━━━━━ Text section
Now playing in Philadelphia, Tom Hooper’s adaptation of Victor Hugo’s timeless story, transmuting the long-running Broadway sensation “Les Misérables” into a film, is a feast of sensations in its musicality, character-driven narrative arc and gorgeous set design, attentive to the very minutest period detail. The cinematography is crystalline, with a dazzling pallor juxtaposed between a war-driven tincture of ochers, reds, dark blacks, bleeding greys and stony browns. The pacing is perfect, leading us through all the famous melodies with requisite speed, yet without skipping any important dramatic pause. Though this story has been filmed and adapted countless numbers of times and in countless numbers of ways, this iteration is extraordinary.
Even the heavy reliance on British accents (except Amanda Seyfried’s “Cosette”, who humorously maintains an quasi-American accent) to signify a foreign early-to-mid nineteenth century France, which I normally find highly annoying, distracting and ethnocentrically arrogant in films that take place in a (non-British) specific time and locale, did not annoy me very much in this respect. This may be because the grandeur and poise of a musical (and this musical, especially) is in of itself different from a solely dramatic film. Because a musical already takes on a form of artificiality- the liberty of which derives from the fact that human beings, in real life, do not break into song every five minutes- any generalized principal to bring the audience back to a natural absorption of dialog and music grounded in reality is more readily accepted. So, the accents I quickly forgot- even Sacha Baron Cohen’s schizophrenic French-quasi-British-somewhat-Cockney amalgamation he pulls off with masterful talent, for it fits well with his insane character. It all- somehow, and often just barely- works.
━━━━━━━━━━
━━━━━ Raw data
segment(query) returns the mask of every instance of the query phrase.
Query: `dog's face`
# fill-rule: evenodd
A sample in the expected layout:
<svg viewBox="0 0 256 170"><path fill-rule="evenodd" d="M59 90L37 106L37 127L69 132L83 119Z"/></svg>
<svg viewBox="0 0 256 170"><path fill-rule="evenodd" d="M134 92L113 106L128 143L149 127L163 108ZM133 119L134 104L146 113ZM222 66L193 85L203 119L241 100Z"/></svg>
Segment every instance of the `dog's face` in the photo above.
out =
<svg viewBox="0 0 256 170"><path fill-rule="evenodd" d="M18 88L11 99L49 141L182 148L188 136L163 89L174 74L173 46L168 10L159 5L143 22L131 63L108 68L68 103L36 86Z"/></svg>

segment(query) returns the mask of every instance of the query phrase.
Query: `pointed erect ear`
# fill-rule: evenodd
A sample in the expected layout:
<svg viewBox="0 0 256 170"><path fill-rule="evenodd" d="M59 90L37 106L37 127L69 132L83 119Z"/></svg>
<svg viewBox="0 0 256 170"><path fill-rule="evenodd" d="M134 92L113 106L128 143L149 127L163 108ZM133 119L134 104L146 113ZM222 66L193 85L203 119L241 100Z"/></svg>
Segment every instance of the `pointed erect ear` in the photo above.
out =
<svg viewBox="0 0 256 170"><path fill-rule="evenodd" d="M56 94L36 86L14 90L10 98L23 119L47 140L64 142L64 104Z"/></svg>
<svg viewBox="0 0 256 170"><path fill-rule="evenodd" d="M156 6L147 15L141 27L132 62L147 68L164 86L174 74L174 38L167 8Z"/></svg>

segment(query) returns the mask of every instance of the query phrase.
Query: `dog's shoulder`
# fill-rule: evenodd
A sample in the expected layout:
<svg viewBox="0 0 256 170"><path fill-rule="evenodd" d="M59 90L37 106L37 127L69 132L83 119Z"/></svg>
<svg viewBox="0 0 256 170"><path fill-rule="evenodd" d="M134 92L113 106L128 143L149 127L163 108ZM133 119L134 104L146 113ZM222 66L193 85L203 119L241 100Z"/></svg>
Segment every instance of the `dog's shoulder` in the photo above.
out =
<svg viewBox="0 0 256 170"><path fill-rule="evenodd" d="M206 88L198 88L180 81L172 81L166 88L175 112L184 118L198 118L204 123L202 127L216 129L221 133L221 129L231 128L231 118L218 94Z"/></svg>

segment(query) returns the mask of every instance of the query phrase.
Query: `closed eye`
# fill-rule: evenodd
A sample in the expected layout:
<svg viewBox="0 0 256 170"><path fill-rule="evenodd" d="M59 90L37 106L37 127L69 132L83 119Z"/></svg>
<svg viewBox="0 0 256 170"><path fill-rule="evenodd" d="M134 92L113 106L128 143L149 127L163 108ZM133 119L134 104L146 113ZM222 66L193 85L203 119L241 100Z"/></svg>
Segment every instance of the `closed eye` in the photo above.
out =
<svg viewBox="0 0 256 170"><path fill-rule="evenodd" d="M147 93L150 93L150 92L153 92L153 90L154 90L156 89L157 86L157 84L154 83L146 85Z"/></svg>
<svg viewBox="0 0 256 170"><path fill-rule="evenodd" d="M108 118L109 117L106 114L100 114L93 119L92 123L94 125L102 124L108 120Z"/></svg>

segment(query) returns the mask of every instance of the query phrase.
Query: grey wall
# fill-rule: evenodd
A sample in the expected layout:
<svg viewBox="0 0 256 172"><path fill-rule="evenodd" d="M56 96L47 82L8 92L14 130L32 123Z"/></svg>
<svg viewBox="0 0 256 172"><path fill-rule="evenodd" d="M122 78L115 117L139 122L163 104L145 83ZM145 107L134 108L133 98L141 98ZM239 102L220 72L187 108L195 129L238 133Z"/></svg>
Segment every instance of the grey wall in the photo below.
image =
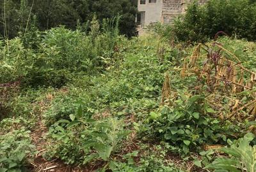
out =
<svg viewBox="0 0 256 172"><path fill-rule="evenodd" d="M156 3L148 3L146 1L146 4L140 4L138 1L138 10L139 11L145 11L145 24L148 25L151 23L159 22L162 16L163 0L157 0Z"/></svg>

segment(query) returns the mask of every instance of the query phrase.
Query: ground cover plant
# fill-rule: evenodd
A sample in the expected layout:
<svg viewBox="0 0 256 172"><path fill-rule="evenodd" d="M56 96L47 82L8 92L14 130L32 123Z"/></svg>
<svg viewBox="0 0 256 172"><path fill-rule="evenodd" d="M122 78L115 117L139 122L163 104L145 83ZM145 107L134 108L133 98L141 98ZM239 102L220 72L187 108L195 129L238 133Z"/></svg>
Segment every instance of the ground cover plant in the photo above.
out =
<svg viewBox="0 0 256 172"><path fill-rule="evenodd" d="M198 1L192 1L186 14L173 22L171 36L189 43L205 42L223 31L229 36L255 40L255 1L210 0L203 6ZM170 31L170 26L165 30Z"/></svg>
<svg viewBox="0 0 256 172"><path fill-rule="evenodd" d="M256 44L118 21L3 41L0 171L254 171Z"/></svg>

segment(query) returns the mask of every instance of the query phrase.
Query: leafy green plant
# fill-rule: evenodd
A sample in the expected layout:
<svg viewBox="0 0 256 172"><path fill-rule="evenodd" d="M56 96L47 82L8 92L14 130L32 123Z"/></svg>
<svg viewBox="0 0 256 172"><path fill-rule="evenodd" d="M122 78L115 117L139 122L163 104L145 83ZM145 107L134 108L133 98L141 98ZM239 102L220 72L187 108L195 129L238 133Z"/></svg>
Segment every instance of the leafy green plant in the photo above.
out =
<svg viewBox="0 0 256 172"><path fill-rule="evenodd" d="M250 0L211 0L204 6L195 1L174 22L172 31L180 41L205 41L219 31L255 40L255 8Z"/></svg>
<svg viewBox="0 0 256 172"><path fill-rule="evenodd" d="M154 149L147 146L140 148L140 150L136 150L124 155L125 161L113 161L109 163L109 168L113 171L173 171L182 172L181 169L175 165L165 160L168 154L170 145L157 145ZM148 149L148 151L144 150ZM148 150L149 149L149 150ZM136 159L136 161L134 161ZM123 162L124 161L124 162Z"/></svg>
<svg viewBox="0 0 256 172"><path fill-rule="evenodd" d="M99 159L109 161L118 143L130 133L116 118L97 121L86 116L81 106L76 115L70 115L70 120L59 120L50 130L50 136L58 143L51 148L50 156L68 164L85 164Z"/></svg>
<svg viewBox="0 0 256 172"><path fill-rule="evenodd" d="M0 171L28 171L29 158L35 152L29 133L21 129L0 136Z"/></svg>
<svg viewBox="0 0 256 172"><path fill-rule="evenodd" d="M190 96L180 92L173 108L164 106L160 112L151 112L147 122L151 123L153 133L183 148L196 148L205 143L225 142L233 133L218 119L209 114L214 113L205 101L204 95ZM208 114L208 115L207 115ZM198 147L200 148L200 147Z"/></svg>
<svg viewBox="0 0 256 172"><path fill-rule="evenodd" d="M220 149L230 157L219 157L206 168L214 171L256 171L256 146L250 145L254 138L253 134L248 133L233 143L230 147Z"/></svg>

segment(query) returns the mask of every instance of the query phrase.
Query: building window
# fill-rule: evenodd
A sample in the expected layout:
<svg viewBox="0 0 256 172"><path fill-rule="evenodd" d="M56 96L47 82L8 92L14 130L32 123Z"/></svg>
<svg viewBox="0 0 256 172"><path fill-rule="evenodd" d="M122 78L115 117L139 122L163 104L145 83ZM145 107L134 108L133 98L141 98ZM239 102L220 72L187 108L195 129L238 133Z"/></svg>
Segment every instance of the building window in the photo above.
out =
<svg viewBox="0 0 256 172"><path fill-rule="evenodd" d="M148 3L156 3L157 0L148 0Z"/></svg>
<svg viewBox="0 0 256 172"><path fill-rule="evenodd" d="M140 25L141 27L145 26L145 11L139 12L137 14L137 24Z"/></svg>
<svg viewBox="0 0 256 172"><path fill-rule="evenodd" d="M146 0L140 0L140 4L145 4Z"/></svg>

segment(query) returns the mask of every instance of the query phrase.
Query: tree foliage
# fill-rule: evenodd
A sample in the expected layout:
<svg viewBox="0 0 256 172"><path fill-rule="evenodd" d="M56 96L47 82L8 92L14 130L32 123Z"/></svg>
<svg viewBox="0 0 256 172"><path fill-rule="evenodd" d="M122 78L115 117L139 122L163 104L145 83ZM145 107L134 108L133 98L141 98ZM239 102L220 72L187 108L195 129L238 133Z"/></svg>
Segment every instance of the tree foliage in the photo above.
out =
<svg viewBox="0 0 256 172"><path fill-rule="evenodd" d="M181 41L204 41L219 31L256 40L256 3L250 0L211 0L191 4L176 20L173 31Z"/></svg>
<svg viewBox="0 0 256 172"><path fill-rule="evenodd" d="M29 15L29 24L36 21L40 31L60 25L74 29L77 21L86 25L94 15L101 22L119 15L121 33L135 34L136 8L131 0L0 0L0 36L13 38L24 32Z"/></svg>

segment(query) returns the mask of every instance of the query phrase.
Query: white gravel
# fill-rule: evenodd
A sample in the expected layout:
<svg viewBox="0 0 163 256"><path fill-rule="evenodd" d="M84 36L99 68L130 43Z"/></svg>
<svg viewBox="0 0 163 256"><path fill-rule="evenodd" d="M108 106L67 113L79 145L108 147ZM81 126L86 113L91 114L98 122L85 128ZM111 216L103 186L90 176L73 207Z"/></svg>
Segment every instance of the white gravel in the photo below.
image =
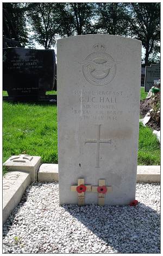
━━━━━━━━━━
→ **What is expected**
Please answer these from the Les Misérables film review:
(a) Who directed the film adaptation?
(b) Which cast member's character keeps a quasi-American accent, and who is that character?
(c) According to the review, what does Sacha Baron Cohen's mixed accent fit well with?

→ **Answer to this problem**
(a) Tom Hooper
(b) Amanda Seyfried, as Cosette
(c) His insane character